━━━ Data shown ━━━

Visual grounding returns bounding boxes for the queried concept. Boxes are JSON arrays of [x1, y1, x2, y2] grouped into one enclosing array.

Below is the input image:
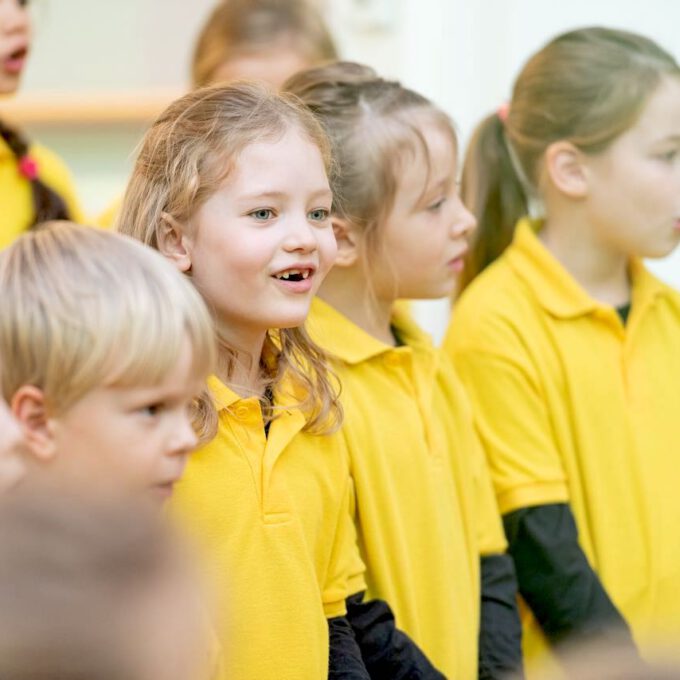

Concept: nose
[[451, 196, 477, 238], [283, 215, 318, 253]]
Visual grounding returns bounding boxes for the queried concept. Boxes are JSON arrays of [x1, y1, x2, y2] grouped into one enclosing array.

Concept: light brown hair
[[459, 27, 680, 290], [117, 83, 342, 432], [283, 62, 457, 298], [191, 0, 337, 87], [0, 489, 207, 680], [0, 222, 216, 436]]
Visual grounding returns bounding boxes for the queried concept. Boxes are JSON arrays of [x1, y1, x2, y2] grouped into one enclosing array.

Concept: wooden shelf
[[0, 90, 183, 127]]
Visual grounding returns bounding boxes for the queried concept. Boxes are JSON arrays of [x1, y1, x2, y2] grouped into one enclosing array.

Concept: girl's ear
[[156, 212, 191, 273], [545, 140, 588, 198], [10, 385, 57, 461], [332, 216, 361, 267]]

━━━

**Written exercise**
Put every line of the records above into a JSON list of strings, one string per line, with blank lines left out. Leave the picture out of the list.

**Written reply**
[
  "Visual grounding returns bounding boxes for the queried concept. Boxes are JSON arrays of [x1, y1, x2, y2] grouped into one enclosing array.",
  "Below is the input image:",
  "Concept: nose",
  "[[451, 196, 477, 238], [283, 215, 318, 253]]",
  "Visual grounding returns bounding boxes for the queried concept. Boxes are JSON arrays of [x1, y1, x2, y2] grouped into one enclosing array.",
  "Concept: light brown hair",
  "[[459, 27, 680, 290], [117, 83, 342, 432], [283, 62, 457, 298], [191, 0, 337, 87], [0, 489, 207, 680], [0, 222, 216, 436]]",
  "Visual grounding returns bounding boxes for the queried concept. Boxes are JSON arrays of [x1, y1, x2, y2] grouped into one enclosing array.",
  "Concept: wooden shelf",
  "[[0, 90, 183, 127]]",
  "Visual grounding returns bounding boxes for the queried concept. Boxes are JSON arrays of [x1, y1, x2, y2] grouped into one enclosing array.",
  "Concept: girl's ear",
  "[[156, 212, 191, 273], [545, 140, 588, 198], [10, 385, 57, 461], [332, 216, 361, 267]]"
]